» WRITTEN PROBLEM
Would it be possible to quote, exactly and in full, the lines from the one with "Could you point to the loaf" through the end of the entries below?

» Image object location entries
+ + +

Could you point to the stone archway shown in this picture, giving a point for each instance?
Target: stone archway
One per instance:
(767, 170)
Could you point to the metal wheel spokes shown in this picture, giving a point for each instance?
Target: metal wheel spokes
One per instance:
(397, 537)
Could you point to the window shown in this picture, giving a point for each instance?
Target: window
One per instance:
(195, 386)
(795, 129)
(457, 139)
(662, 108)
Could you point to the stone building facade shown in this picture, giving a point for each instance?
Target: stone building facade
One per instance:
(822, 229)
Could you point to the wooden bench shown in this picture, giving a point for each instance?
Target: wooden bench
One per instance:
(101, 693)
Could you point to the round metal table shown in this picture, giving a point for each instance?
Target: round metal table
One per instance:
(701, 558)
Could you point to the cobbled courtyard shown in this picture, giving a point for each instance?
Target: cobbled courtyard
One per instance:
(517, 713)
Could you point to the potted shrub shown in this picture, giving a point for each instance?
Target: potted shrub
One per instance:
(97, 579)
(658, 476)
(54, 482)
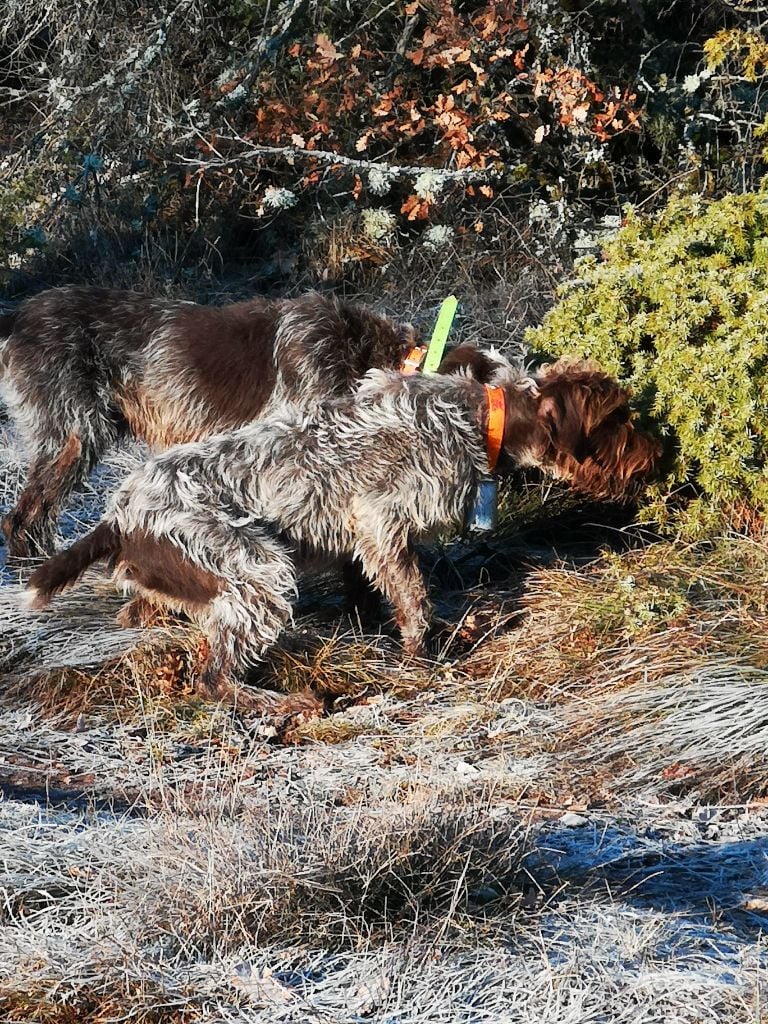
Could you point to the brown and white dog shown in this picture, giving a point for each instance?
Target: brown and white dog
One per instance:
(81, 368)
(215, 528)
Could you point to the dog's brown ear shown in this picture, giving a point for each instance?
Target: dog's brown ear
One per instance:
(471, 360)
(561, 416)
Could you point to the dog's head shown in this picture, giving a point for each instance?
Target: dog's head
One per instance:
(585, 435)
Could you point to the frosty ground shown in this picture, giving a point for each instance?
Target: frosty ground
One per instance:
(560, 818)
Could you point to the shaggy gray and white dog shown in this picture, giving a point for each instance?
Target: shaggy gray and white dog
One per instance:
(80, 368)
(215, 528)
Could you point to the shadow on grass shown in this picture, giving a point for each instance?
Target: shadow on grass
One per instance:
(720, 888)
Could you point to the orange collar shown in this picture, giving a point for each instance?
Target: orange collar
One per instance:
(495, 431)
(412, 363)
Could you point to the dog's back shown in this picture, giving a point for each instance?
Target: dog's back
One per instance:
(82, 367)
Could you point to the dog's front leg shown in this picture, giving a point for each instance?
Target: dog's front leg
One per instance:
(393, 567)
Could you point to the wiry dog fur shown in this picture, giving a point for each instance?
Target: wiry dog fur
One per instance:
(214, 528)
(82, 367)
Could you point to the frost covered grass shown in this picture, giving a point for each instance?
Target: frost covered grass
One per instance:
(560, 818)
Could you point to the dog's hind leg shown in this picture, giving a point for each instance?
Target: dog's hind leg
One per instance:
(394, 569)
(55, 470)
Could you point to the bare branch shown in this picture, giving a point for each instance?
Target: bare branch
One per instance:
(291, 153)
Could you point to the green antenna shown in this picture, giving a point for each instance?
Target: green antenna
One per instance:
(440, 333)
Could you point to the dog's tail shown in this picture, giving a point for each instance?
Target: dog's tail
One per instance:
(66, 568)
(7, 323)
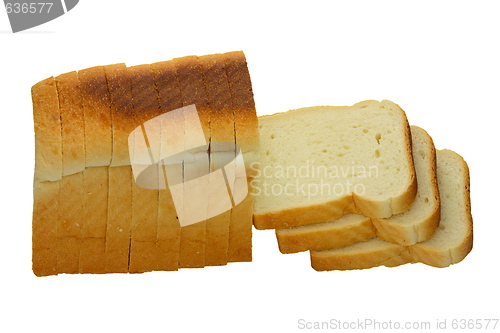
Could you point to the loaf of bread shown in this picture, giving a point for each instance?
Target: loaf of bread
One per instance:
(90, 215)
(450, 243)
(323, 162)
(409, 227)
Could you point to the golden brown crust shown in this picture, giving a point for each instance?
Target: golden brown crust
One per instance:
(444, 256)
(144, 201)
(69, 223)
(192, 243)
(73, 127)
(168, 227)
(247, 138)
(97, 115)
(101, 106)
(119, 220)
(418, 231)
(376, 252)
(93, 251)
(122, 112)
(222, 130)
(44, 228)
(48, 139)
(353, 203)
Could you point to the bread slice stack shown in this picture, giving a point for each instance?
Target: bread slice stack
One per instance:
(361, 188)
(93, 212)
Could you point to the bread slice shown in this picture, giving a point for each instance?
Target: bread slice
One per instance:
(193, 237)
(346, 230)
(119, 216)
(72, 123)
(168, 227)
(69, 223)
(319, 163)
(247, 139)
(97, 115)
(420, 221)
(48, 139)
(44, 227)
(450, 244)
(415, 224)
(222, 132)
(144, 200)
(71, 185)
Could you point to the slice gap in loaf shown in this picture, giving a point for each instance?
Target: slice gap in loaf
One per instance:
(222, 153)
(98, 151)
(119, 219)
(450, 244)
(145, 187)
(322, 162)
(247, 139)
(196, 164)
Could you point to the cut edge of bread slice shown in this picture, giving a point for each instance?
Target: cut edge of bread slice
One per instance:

+ + +

» RESULT FOR THIS EXERCISE
Could you point to the loaf of bread shown in this picture, giving a point for each instance?
Target: loaf of bread
One per instance:
(90, 215)
(450, 243)
(323, 162)
(409, 227)
Could you point to the golden brown crust shown in this picture, giving a point for each instance?
Target: golden brown crust
One per instance:
(444, 256)
(144, 201)
(69, 223)
(192, 243)
(73, 127)
(168, 227)
(247, 138)
(97, 115)
(101, 106)
(119, 220)
(418, 231)
(376, 252)
(93, 251)
(122, 112)
(222, 130)
(44, 228)
(48, 139)
(353, 203)
Could you point to the bread slice stack shown in this picture, giving a point for each instance?
Target: bread slice stack
One per instance:
(361, 188)
(93, 212)
Could you point to the bread slice shown in this picture, giving a point for each instance?
Target: bread slice
One per instance:
(193, 237)
(346, 230)
(119, 216)
(72, 123)
(168, 227)
(69, 223)
(319, 163)
(247, 139)
(97, 115)
(420, 221)
(48, 139)
(44, 227)
(450, 244)
(415, 224)
(222, 132)
(144, 200)
(71, 185)
Could you point to the slice gap in loaf shown in this picture, giving a point for each instance?
Target: slice gap in loaf
One per instance:
(222, 153)
(98, 151)
(119, 219)
(450, 244)
(145, 187)
(322, 162)
(247, 139)
(196, 164)
Could you point to the cut edge of bread slice shown in this picture, giving a point for each instance?
Target: cut edge of bread slice
One per instance:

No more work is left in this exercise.